▸ **Do this**
Return every line of the items below that contains the string "mist", copying each line in full.

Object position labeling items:

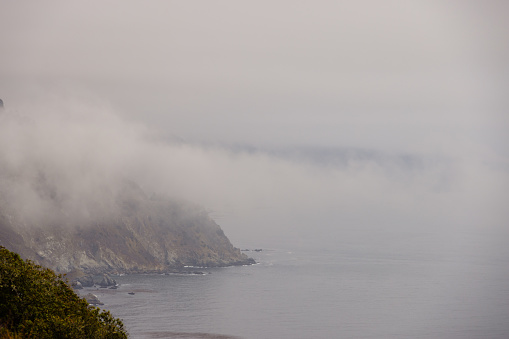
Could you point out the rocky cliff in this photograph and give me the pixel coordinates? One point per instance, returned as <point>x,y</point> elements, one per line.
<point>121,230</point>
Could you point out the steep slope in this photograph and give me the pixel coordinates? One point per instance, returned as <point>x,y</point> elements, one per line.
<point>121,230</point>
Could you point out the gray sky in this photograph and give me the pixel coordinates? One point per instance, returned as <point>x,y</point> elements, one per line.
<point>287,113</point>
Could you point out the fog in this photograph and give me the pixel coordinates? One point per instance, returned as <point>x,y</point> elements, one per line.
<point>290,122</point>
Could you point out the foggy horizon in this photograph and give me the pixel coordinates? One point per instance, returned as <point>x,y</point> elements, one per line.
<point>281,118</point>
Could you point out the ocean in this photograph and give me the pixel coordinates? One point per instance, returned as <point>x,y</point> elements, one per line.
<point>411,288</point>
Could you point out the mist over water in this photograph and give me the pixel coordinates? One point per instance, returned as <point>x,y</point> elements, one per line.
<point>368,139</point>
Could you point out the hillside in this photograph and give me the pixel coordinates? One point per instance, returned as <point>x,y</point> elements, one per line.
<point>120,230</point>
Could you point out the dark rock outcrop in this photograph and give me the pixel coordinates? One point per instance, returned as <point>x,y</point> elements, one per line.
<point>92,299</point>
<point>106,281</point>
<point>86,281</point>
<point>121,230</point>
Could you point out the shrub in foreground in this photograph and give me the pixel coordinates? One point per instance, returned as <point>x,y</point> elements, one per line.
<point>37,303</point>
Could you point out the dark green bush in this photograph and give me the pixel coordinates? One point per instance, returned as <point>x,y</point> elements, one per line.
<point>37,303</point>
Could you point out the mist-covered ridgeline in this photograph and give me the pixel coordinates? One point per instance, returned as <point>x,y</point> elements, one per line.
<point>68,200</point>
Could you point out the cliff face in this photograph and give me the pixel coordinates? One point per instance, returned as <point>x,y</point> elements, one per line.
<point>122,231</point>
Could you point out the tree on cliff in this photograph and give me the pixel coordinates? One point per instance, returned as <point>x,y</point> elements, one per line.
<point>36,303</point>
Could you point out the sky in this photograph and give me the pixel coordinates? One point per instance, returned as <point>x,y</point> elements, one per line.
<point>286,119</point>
---
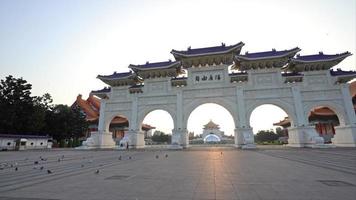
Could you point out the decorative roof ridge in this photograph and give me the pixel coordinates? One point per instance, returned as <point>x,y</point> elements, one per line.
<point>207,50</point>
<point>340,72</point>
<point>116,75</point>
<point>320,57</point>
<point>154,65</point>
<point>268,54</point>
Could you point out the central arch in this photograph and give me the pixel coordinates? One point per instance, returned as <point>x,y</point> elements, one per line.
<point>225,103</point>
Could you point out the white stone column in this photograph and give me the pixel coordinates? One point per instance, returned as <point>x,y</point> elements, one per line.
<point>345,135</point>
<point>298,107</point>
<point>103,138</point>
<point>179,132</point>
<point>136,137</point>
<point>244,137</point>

▸ **Written reply**
Could you point out the mist over water in this photograph and give me the pixel coordinates? One point per instance, returned as <point>x,y</point> elements, one per line.
Could you point out the mist-covered ridgeline in this photograph and give me the pixel coordinates? One point per instance, returned as <point>x,y</point> elements, one per line.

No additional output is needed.